Extracted records:
= = = =
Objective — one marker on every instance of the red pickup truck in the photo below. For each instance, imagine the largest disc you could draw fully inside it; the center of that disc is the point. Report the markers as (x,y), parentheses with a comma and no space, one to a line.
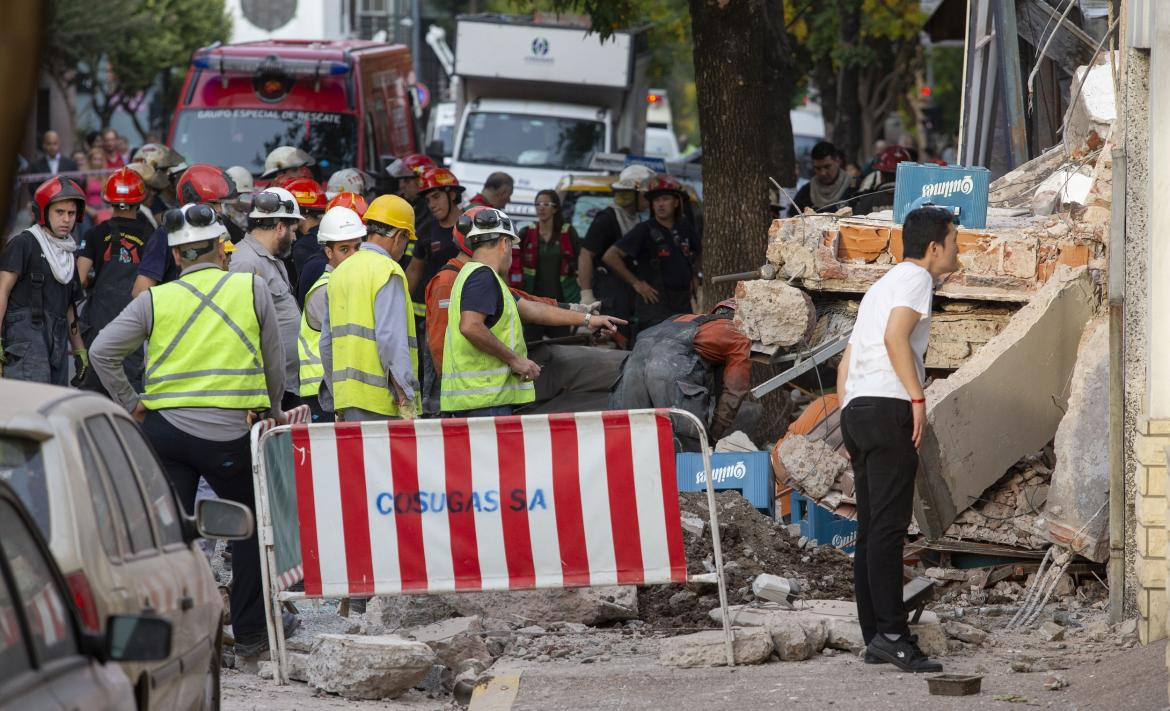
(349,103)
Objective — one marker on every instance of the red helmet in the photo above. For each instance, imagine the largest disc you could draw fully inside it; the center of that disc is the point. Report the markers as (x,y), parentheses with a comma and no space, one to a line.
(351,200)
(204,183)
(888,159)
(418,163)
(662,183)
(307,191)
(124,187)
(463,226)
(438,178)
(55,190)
= = = =
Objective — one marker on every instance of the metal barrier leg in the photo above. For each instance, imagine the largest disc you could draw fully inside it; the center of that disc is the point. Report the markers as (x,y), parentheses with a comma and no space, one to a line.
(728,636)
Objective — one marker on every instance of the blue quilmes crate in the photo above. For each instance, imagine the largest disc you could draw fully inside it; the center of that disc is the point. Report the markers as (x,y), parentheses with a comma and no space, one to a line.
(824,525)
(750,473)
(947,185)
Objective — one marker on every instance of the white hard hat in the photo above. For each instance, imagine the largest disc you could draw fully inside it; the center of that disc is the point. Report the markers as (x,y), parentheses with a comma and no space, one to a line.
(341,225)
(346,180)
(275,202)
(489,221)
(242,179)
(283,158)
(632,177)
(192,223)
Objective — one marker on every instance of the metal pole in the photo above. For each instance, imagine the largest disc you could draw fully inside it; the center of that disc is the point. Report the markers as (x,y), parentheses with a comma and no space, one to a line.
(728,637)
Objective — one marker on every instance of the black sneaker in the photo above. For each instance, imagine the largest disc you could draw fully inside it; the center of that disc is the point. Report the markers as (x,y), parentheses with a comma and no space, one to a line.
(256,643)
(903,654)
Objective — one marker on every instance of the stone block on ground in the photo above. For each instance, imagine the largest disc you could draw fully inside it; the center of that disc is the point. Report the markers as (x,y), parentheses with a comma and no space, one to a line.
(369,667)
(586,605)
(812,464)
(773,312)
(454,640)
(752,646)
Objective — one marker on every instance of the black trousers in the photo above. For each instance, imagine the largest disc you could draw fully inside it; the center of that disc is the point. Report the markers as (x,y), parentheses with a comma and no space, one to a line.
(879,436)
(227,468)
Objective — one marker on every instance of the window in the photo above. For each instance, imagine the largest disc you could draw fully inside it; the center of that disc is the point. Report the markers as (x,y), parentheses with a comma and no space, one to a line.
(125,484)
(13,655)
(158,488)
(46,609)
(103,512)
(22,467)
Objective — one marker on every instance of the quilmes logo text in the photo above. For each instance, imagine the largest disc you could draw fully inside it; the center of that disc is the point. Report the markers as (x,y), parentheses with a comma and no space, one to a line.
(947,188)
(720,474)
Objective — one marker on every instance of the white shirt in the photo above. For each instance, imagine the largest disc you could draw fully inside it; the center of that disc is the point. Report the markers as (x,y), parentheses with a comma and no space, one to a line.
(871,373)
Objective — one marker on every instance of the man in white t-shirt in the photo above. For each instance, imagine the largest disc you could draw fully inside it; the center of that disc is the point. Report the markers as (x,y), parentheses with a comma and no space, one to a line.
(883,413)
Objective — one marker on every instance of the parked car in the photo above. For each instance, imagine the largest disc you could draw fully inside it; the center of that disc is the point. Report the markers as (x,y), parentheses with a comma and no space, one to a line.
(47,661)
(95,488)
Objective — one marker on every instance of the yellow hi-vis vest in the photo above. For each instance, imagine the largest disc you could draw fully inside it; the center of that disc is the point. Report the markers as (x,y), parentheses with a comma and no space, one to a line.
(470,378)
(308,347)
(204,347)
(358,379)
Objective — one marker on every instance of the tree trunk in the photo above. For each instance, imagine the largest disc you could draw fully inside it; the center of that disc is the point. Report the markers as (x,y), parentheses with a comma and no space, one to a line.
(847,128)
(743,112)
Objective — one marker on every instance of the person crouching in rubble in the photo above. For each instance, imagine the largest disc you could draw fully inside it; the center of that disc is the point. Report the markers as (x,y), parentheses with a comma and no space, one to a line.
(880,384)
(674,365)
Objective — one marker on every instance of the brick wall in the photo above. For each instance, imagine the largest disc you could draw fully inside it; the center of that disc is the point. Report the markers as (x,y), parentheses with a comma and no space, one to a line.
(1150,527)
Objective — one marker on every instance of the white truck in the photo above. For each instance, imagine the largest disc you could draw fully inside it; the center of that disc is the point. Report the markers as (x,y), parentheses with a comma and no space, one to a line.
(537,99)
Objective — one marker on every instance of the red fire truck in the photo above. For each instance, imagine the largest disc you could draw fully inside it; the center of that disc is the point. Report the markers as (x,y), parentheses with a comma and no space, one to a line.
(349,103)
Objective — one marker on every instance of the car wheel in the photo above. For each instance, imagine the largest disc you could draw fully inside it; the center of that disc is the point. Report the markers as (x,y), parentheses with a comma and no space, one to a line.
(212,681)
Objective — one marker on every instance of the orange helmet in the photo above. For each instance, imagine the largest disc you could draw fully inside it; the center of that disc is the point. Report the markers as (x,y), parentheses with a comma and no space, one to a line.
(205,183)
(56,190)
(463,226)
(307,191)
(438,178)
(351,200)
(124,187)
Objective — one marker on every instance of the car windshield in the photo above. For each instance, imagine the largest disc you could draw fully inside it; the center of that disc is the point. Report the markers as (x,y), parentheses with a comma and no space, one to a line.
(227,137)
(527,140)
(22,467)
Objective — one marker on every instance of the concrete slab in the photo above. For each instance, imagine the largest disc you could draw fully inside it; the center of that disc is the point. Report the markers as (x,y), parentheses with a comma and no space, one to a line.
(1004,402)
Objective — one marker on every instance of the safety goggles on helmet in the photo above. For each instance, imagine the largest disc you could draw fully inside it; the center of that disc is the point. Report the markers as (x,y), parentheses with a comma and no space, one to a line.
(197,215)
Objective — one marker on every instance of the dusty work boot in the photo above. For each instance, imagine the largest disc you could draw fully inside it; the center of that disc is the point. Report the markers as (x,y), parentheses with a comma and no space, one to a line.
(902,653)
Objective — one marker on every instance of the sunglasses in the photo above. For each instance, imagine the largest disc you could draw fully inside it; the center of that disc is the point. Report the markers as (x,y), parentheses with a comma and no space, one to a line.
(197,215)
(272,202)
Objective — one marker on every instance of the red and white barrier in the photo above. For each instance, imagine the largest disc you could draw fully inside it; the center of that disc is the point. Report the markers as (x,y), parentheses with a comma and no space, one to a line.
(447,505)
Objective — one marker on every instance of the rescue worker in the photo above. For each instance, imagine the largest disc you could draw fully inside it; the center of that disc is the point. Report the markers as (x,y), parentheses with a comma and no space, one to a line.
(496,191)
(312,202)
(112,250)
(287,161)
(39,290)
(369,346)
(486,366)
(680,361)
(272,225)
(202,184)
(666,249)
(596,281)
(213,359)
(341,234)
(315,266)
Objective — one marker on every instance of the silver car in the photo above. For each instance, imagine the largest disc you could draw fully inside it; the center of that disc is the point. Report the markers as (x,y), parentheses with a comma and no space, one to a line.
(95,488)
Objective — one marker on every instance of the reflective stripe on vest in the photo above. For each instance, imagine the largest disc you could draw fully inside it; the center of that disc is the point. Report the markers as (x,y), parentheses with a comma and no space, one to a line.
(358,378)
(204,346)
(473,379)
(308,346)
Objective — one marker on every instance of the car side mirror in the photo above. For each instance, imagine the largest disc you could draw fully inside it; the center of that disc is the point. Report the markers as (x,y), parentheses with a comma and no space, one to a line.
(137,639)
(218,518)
= = = =
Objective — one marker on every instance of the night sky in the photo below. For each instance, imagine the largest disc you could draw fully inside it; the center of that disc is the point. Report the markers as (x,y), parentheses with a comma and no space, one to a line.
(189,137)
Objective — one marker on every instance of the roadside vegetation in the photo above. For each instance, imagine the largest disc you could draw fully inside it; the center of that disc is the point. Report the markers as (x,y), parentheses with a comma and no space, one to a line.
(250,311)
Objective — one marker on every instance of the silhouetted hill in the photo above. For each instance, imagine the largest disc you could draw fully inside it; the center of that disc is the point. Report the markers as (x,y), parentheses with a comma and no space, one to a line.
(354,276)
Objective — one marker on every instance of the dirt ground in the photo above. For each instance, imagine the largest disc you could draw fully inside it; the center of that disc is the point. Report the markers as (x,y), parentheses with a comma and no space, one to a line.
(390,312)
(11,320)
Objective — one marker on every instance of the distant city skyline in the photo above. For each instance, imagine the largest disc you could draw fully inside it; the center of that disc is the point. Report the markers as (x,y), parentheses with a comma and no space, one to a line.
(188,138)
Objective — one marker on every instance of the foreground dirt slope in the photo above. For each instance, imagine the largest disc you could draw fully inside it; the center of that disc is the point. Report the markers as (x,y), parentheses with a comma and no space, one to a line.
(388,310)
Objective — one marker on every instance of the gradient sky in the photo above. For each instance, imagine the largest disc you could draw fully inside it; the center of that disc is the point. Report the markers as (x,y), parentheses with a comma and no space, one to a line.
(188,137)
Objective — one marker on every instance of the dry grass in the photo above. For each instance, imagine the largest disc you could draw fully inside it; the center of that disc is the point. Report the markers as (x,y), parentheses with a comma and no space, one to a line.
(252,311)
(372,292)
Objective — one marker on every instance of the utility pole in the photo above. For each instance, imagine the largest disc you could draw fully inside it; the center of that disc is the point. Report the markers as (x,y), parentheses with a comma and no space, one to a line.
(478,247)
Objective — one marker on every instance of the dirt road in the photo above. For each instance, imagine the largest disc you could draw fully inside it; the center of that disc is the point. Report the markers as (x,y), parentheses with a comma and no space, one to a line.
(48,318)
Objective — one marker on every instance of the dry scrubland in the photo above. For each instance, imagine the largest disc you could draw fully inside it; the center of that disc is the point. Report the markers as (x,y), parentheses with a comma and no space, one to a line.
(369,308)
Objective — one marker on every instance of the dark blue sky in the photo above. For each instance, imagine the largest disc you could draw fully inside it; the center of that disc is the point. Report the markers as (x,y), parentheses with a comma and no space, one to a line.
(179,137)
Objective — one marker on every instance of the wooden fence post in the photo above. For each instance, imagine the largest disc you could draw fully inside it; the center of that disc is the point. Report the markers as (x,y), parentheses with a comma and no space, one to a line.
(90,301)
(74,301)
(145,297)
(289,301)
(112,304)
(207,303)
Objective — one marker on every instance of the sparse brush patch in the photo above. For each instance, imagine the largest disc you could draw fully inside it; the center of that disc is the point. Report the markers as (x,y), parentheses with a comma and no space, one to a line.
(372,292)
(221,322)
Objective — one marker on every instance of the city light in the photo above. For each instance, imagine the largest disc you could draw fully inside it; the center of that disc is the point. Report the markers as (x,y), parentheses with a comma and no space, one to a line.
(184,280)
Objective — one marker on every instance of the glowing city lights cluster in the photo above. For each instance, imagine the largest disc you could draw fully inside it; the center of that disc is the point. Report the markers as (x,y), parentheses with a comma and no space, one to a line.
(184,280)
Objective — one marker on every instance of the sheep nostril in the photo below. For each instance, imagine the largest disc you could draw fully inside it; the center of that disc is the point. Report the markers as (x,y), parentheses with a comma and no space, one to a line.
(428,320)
= = = =
What to produce: Count the lines in the rows above that contain the string "block". Reply with that number only.

Output for this exercise: 1